-- START OF Excerpt provided --
1. A method of extracting sections of a data stream comprising end point identifiers, the sections comprising a set of sequences; wherein each sequence is encoded separately and coupled together to define the section; the method comprising:
determining a combination of at least two sequences of the set;
comparing the combination of sequences with sequences in the data stream; and
rejecting or accepting extraction of the section of the data stream based upon the result of the comparison,
wherein when the combination of sequences does not include a start and end marker for the section, a search for the start and end markers is carried out before the section is extracted.
2. A method according to claim 1, wherein extraction of the section is accepted when the combination of sequences in any order matches sequences in the section of the data stream.
3. A method according to claim 1, wherein extraction of the section is rejected when the combination of sequences does not match any of the sequences in the section of the data stream, and
wherein the search continues for further instances of the combination of sequences.
4. A method according to claim 1, wherein a sequence comprises a series of bits having a predetermined format, including an anchor or a bridge.
5. A method according to claim 4, wherein the anchor is a statistically rare, or low probability sequence in the data stream.
6. A method according to claim 5, wherein the probability of occurrence is less than 1%.
7. A method according to claim 1, wherein the combination of sequences comprises an anchor and a sequence adjacent to the anchor.
8. A method according to claim 1, wherein the combination of sequences comprises the first and last sequence of the section.
-- END OF Excerpt provided --
-- START OF Dataset extract --
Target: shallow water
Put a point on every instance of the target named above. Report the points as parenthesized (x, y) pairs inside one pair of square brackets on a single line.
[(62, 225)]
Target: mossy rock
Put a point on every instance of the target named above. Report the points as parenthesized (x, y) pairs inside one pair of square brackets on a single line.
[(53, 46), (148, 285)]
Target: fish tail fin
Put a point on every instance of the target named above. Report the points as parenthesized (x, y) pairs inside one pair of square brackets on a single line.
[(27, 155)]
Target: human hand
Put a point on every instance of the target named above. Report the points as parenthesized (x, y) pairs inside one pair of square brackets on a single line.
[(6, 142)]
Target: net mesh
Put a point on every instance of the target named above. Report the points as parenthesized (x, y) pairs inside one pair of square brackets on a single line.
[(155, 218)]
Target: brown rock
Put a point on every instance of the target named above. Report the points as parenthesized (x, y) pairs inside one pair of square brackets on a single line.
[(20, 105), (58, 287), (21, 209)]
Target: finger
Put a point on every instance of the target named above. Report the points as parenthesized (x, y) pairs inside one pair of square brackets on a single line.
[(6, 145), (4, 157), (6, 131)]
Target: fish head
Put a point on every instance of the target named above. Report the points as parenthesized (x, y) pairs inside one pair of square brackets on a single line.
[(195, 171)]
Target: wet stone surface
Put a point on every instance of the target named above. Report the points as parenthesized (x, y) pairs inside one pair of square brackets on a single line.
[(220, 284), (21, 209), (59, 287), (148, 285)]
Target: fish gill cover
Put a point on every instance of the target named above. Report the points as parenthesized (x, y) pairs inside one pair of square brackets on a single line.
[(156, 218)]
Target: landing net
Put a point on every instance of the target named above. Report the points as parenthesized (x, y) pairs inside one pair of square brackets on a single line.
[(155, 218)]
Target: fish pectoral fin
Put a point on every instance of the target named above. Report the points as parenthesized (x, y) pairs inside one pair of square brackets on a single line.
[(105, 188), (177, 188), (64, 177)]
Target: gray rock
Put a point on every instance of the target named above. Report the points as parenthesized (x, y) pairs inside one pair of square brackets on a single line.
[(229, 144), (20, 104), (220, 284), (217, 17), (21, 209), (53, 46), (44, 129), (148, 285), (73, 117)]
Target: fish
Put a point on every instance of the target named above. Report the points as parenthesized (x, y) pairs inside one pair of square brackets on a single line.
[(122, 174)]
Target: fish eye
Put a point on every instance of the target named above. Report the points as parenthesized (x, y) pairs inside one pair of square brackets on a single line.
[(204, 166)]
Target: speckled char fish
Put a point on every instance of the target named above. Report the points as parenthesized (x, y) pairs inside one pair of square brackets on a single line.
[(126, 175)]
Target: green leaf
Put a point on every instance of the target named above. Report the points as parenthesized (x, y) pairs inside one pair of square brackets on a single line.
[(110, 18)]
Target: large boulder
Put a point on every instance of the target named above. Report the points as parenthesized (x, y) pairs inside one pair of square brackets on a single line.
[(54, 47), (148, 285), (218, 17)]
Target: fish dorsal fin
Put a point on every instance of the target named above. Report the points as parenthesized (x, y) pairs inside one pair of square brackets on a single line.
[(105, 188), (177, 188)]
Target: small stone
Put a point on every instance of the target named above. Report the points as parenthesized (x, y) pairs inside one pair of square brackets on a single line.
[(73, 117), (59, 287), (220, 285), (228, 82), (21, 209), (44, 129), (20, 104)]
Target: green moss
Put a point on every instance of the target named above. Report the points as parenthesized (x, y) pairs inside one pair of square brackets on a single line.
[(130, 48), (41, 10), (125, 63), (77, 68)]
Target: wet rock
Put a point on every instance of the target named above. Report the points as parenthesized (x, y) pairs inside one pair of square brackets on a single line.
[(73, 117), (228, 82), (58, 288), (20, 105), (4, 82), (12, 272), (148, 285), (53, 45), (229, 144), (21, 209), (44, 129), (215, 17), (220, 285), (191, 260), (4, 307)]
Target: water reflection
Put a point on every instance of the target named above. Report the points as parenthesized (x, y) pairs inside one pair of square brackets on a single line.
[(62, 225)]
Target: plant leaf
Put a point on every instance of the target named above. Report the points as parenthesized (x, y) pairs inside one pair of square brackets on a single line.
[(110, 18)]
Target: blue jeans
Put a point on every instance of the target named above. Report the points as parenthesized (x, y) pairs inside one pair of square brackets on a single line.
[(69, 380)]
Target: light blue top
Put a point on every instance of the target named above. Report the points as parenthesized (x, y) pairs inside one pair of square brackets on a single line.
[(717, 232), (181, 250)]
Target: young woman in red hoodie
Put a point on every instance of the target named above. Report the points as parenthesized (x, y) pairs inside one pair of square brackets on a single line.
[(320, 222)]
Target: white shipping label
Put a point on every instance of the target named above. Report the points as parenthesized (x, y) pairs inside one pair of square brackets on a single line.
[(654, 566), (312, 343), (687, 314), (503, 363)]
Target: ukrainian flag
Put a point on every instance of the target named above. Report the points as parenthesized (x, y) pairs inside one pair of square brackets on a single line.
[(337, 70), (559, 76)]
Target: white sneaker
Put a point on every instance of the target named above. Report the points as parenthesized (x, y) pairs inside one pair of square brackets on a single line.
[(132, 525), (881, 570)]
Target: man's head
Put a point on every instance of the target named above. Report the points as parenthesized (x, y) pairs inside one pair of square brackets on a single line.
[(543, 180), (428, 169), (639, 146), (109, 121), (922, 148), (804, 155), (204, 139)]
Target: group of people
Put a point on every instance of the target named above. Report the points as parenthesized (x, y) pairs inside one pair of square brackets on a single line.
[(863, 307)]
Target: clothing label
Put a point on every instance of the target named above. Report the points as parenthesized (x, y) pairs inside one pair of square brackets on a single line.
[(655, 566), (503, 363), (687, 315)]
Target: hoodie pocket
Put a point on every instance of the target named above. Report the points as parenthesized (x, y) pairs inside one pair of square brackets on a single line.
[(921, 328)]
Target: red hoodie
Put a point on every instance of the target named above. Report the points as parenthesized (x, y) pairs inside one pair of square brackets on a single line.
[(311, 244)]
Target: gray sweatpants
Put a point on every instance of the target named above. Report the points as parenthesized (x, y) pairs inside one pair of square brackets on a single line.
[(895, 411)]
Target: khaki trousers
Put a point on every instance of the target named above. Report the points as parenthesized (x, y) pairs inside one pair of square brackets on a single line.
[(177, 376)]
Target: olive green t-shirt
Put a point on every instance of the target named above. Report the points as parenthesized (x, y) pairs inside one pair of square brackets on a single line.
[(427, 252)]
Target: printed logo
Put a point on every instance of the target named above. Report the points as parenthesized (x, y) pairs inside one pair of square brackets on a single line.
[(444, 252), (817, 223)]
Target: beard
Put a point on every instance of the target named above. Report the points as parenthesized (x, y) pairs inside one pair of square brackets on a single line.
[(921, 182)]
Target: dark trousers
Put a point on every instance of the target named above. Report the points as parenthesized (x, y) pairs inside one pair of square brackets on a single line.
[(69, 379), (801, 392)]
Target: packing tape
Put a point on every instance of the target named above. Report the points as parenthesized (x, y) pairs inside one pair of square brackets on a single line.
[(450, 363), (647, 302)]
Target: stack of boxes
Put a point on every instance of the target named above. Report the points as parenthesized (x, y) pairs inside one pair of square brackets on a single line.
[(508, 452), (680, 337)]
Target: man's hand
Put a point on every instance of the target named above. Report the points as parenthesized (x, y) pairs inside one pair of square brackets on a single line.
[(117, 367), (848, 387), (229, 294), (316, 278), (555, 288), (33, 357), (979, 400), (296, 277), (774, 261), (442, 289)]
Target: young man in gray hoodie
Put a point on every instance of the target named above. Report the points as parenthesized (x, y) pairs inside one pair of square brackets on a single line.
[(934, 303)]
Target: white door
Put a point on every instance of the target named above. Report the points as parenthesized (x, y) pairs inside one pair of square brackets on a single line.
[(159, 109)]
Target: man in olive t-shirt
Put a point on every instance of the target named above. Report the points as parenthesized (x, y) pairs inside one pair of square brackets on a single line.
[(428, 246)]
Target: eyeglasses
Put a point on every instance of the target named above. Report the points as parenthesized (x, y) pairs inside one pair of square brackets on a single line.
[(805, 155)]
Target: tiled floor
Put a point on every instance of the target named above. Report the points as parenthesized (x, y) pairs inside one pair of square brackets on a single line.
-- END OF Dataset extract --
Write out, word for word, the part of the claims on extracting sections of a data stream, starting with "1. A method" and going on through "section is extracted.".

1. A method of extracting sections of a data stream comprising end point identifiers, the sections comprising a set of sequences; wherein each sequence is encoded separately and coupled together to define the section; the method comprising:
determining a combination of at least two sequences of the set;
comparing the combination of sequences with sequences in the data stream; and
rejecting or accepting extraction of the section of the data stream based upon the result of the comparison,
wherein when the combination of sequences does not include a start and end marker for the section, a search for the start and end markers is carried out before the section is extracted.